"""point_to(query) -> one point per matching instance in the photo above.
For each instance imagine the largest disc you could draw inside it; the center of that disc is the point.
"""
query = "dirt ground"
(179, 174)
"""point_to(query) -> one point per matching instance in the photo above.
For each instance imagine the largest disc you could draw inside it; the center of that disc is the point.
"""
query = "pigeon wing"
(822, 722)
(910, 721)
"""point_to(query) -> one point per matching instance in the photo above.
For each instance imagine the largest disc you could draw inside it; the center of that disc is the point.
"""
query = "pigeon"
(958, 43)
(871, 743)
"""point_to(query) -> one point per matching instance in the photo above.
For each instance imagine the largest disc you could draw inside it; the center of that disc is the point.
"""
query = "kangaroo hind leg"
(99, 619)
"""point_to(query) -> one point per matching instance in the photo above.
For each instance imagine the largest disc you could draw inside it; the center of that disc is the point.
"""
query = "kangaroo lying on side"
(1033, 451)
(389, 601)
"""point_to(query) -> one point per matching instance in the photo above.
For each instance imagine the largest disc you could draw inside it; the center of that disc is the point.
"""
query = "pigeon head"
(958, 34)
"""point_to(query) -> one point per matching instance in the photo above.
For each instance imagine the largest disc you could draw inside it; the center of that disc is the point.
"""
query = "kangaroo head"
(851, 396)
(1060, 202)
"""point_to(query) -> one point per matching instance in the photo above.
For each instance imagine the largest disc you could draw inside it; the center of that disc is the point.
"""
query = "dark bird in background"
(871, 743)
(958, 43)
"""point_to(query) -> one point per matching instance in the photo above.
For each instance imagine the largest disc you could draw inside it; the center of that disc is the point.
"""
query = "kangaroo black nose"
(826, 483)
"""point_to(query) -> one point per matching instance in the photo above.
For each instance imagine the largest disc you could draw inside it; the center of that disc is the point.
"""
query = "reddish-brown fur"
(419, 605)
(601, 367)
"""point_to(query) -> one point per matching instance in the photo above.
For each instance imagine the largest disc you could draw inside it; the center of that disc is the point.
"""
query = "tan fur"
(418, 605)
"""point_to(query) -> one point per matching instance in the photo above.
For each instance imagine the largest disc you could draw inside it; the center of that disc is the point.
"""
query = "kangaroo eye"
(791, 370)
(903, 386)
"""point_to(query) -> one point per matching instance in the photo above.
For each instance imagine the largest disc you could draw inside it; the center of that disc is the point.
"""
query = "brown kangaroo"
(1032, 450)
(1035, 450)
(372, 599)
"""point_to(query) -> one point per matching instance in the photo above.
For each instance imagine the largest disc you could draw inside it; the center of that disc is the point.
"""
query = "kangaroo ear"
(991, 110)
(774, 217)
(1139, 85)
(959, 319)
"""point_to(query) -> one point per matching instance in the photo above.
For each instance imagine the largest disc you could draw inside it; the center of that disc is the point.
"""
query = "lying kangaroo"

● ● ● ●

Exercise directions: Repeat the records above exactly as they appear.

Exercise response:
"""point_to(query) -> one point per matching instance in the photo above.
For each instance imagine the largest disc you could draw inside it; the center of that disc is the point.
"""
query = "dirt ground"
(179, 174)
"""point_to(query) -> one point per matching instance in the photo above.
For each instance imagine the largest disc you could draw inside it; the center of that disc is the point.
"""
query = "pigeon wing"
(822, 722)
(910, 721)
"""point_to(query) -> one point per matching instance in the photo above.
For each instance imagine the largest disc you could draw inside it; the center of that disc is the point.
"""
query = "pigeon"
(958, 43)
(871, 743)
"""point_to(query) -> one point per matching instance in the photo above.
For each instance imagine the largest disc you could draw inside it; the center of that disc is the point.
"""
query = "kangaroo hind leg"
(99, 619)
"""point_to(query) -> one point per matching instance in the photo above.
For each instance imagine the largest disc you could draw inside it; the center of that disc is the point.
"""
query = "kangaroo lying on side"
(1033, 451)
(389, 601)
"""point_to(query) -> one point per matching instance in the photo above.
For each instance imagine the largest disc you could draw inside it; the center of that disc is the point.
"""
query = "pigeon head"
(958, 34)
"""point_to(query) -> one point per matching instance in the photo above.
For each instance imagine the largest disc you could draw inside it; the center of that disc is the point.
"""
query = "kangaroo head"
(851, 396)
(1060, 202)
"""point_to(query) -> one point per matching instance in the photo above.
For each instance imagine the largest disc you could draw inside it; the center of that disc is the point.
"""
query = "dark bird in background"
(871, 743)
(958, 43)
"""point_to(query) -> one point per matching instance in the photo above.
For each instance imagine the largest disc you could draw inside it; the center of that disc is the point.
"""
query = "kangaroo black nose"
(826, 483)
"""point_to(query) -> one point per matching instance in the photo above.
For each instance imagine the largest disc you could draw inside it; the center of that disc is the point.
"""
query = "reddish-brown fur"
(419, 605)
(601, 367)
"""point_to(query) -> one point per matching instance in the photo above.
For each instance imagine the largest disc you could draw inside it; the center of that disc is the point.
"""
query = "tan fur"
(418, 605)
"""point_to(query) -> one point per matching instance in the photo above.
For each instance imagine the largest disc you could draw inside it; the center of that disc is the point.
"""
query = "kangaroo eye"
(791, 370)
(903, 386)
"""point_to(query) -> one point per matching instance in the photo above.
For each instance imagine the largest disc you could draw inside it; the center of that disc is the point.
"""
query = "brown kangaroo"
(1032, 450)
(1035, 450)
(372, 599)
"""point_to(query) -> one point per matching instance in the photo above.
For each instance imagine the largest disc you could draw inside it; the center of that disc is the point.
"""
query = "kangaroo ear"
(991, 110)
(774, 217)
(1139, 85)
(959, 319)
"""point_to(query) -> one point per matching instance in the photo above.
For each instance imagine the largest disc you could draw inside it; the center of that disc is the point.
"""
query = "lying kangaroo"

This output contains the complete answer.